> EXERCISE BRIEF
Transcribe each entry so that it matches the original exactly.

Referring expression pointing data:
# # # # #

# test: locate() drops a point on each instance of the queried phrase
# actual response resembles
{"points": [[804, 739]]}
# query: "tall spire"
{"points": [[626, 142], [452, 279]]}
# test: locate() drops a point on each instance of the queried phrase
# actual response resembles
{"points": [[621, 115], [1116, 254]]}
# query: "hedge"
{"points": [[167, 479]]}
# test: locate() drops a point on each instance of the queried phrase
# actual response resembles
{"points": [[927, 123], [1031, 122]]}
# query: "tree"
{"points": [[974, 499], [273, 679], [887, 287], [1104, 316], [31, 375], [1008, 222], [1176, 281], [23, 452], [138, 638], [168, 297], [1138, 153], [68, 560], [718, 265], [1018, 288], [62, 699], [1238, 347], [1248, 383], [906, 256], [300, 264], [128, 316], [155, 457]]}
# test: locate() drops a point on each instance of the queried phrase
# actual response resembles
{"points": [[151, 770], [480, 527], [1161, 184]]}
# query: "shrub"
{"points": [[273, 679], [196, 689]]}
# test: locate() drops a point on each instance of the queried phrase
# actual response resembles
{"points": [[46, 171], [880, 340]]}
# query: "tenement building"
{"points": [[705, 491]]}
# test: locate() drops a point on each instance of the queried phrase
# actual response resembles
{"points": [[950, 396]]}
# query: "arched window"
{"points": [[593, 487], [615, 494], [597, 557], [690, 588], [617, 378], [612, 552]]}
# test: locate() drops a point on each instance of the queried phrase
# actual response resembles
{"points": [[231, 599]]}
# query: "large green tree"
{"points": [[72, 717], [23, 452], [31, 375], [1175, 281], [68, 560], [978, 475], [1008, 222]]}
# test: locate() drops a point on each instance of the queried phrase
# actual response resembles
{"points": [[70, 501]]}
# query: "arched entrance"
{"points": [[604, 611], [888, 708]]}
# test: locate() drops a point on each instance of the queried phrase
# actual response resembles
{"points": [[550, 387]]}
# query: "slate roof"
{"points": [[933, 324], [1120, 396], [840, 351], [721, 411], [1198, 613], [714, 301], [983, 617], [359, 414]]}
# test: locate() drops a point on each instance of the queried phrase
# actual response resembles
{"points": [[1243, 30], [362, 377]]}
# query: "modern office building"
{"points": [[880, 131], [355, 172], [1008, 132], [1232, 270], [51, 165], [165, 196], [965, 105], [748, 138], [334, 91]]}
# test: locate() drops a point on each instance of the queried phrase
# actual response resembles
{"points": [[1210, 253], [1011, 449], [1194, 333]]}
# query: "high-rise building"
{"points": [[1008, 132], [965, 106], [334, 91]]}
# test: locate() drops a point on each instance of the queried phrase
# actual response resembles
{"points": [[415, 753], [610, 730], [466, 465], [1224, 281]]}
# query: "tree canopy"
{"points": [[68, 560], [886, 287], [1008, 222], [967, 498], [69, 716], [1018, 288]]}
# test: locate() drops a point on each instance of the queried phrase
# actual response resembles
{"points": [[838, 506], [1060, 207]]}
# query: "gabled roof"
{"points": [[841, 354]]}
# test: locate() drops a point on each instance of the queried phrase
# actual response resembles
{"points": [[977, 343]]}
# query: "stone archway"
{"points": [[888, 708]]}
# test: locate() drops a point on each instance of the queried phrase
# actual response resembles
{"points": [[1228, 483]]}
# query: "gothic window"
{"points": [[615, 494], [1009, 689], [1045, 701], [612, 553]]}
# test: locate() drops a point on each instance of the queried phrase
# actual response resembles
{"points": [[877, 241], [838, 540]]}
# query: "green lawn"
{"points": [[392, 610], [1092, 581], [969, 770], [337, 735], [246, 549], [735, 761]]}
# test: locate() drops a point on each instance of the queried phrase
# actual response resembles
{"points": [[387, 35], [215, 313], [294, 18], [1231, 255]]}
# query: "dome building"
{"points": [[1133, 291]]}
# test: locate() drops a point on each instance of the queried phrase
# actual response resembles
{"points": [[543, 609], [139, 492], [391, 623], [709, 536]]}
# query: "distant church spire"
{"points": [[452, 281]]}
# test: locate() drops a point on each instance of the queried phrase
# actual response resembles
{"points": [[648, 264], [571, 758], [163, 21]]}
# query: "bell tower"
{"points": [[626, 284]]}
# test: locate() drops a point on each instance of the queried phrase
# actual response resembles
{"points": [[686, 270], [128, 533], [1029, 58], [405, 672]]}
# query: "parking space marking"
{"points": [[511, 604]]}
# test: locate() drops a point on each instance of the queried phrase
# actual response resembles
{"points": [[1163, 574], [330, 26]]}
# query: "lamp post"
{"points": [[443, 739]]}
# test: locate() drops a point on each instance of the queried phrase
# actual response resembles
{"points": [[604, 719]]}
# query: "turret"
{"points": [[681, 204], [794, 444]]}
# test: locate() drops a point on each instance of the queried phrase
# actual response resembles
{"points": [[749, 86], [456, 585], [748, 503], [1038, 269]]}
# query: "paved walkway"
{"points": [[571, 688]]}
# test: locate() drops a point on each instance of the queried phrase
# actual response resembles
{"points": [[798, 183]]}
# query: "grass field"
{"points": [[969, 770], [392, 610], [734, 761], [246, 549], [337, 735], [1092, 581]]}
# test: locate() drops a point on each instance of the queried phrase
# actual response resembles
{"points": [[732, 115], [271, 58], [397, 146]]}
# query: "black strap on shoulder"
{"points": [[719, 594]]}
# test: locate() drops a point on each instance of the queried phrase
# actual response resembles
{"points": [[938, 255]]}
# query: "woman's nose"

# # # # #

> TASK RESULT
# test: locate() drops a point on each instance of the queried phrase
# actual response resembles
{"points": [[804, 739]]}
# query: "tall spire"
{"points": [[626, 142], [452, 279]]}
# test: locate() drops a point on each instance of the queried phrase
# actual response resembles
{"points": [[621, 115], [1116, 254]]}
# query: "hedge"
{"points": [[167, 479]]}
# test: locate() drops a point on each instance of the queried phrase
# actual response resembles
{"points": [[927, 123], [1031, 122]]}
# query: "tree"
{"points": [[974, 499], [273, 679], [887, 287], [1104, 316], [31, 375], [1008, 222], [1176, 281], [23, 452], [138, 638], [168, 297], [1138, 153], [68, 560], [718, 265], [1018, 288], [62, 699], [1238, 347], [1248, 383], [906, 256], [300, 264], [128, 316], [155, 457]]}
# test: locate() drops a point on each instance of the queried phrase
# actual response resembles
{"points": [[151, 770], [480, 527], [1161, 184]]}
# query: "shrub"
{"points": [[273, 679], [196, 689]]}
# test: locate() drops a point on each instance of the queried phrase
# actual response resembles
{"points": [[46, 171], [880, 340]]}
# query: "tenement building"
{"points": [[705, 491]]}
# test: locate() drops a point on each instance of the queried phrase
# actual response resembles
{"points": [[950, 396]]}
# query: "arched window"
{"points": [[593, 487], [615, 494], [597, 557], [690, 588], [617, 378], [612, 552]]}
# test: locate() drops a point on each instance of the queried phrase
# actual response resembles
{"points": [[231, 599]]}
# query: "large green tree"
{"points": [[72, 717], [23, 452], [31, 375], [1175, 281], [68, 560], [978, 475], [1008, 222]]}
# test: locate() drops a point on each instance of the queried phrase
# actual response resembles
{"points": [[70, 501]]}
# query: "arched entrance"
{"points": [[604, 611], [888, 708]]}
# test: locate() drops a point on each instance of the queried phrase
# actual response resembles
{"points": [[550, 387]]}
# query: "slate roof"
{"points": [[933, 324], [1120, 396], [840, 351], [721, 411], [1198, 613], [714, 301], [983, 617], [359, 414]]}
# test: locate() drops a point on each instance of the queried phrase
# actual response resembles
{"points": [[1243, 30], [362, 377]]}
# query: "modern office building"
{"points": [[880, 131], [355, 172], [1008, 132], [1232, 270], [51, 165], [165, 196], [965, 105], [748, 138], [334, 91]]}
# test: locate() drops a point on each instance of the queried phrase
# actual response resembles
{"points": [[1210, 253], [1011, 449], [1194, 333]]}
# query: "high-rise building"
{"points": [[1008, 132], [965, 106], [334, 91]]}
# test: locate() drops a point on each instance of the queried phrase
# actual response resembles
{"points": [[415, 753], [610, 730], [466, 465], [1224, 281]]}
# query: "tree canopy"
{"points": [[68, 560], [886, 287], [1008, 222], [967, 498], [69, 716], [1018, 288]]}
# test: locate() drops a point on each instance of the queried phrase
# actual response resembles
{"points": [[838, 506], [1060, 207]]}
# query: "gabled roof"
{"points": [[841, 354]]}
# test: locate() drops a point on each instance of the queried phrase
# actual response resembles
{"points": [[977, 343]]}
# query: "stone archway"
{"points": [[888, 708]]}
# test: locate() drops a point on each instance of the queried phrase
# actual response resembles
{"points": [[1228, 483]]}
# query: "gothic window"
{"points": [[615, 494], [1009, 689], [1045, 701], [612, 553]]}
# test: locate() drops a point on each instance of the queried phrase
# actual response resembles
{"points": [[877, 241], [838, 540]]}
# query: "green lawn"
{"points": [[392, 610], [1092, 581], [969, 770], [337, 735], [246, 549], [735, 761]]}
# test: locate() drops a point on each instance of the queried phrase
# actual response resembles
{"points": [[387, 35], [215, 313], [294, 18], [1231, 255]]}
# query: "dome building"
{"points": [[1133, 291]]}
# test: locate() drops a point on each instance of the queried phrase
# actual response resembles
{"points": [[543, 609], [139, 492], [391, 623], [709, 536]]}
# query: "distant church spire"
{"points": [[452, 281]]}
# test: locate() drops a point on each instance of the queried phrase
# actual response resembles
{"points": [[648, 264], [571, 758], [163, 21]]}
# query: "bell tower"
{"points": [[626, 284]]}
# test: locate() drops a point on each instance of the queried phrase
# actual response resembles
{"points": [[686, 270], [128, 533], [1029, 58], [405, 672]]}
# query: "parking space marking"
{"points": [[511, 604]]}
# test: locate() drops a point on each instance of the queried phrase
# actual response resembles
{"points": [[1163, 574], [330, 26]]}
# query: "lamp post"
{"points": [[443, 739]]}
# test: locate() drops a point on each instance of the queried phrase
# actual response resembles
{"points": [[604, 719]]}
# query: "turret"
{"points": [[681, 204], [794, 444]]}
# test: locate() drops a point on each instance of the queried phrase
# actual response resembles
{"points": [[749, 86], [456, 585], [748, 503], [1038, 269]]}
# query: "paved walkway"
{"points": [[571, 688]]}
# test: locate() drops a point on each instance of the queried phrase
# actual response resembles
{"points": [[798, 183]]}
# query: "grass field"
{"points": [[969, 770], [392, 610], [734, 761], [246, 549], [337, 735], [1092, 581]]}
# test: locate() drops a point on each instance of the queried phrase
# actual response resembles
{"points": [[732, 115], [271, 58], [397, 146]]}
# query: "black strap on shoulder"
{"points": [[719, 594]]}
# test: locate() drops a point on each instance of the queried phrase
# actual response resembles
{"points": [[938, 255]]}
# query: "woman's nose"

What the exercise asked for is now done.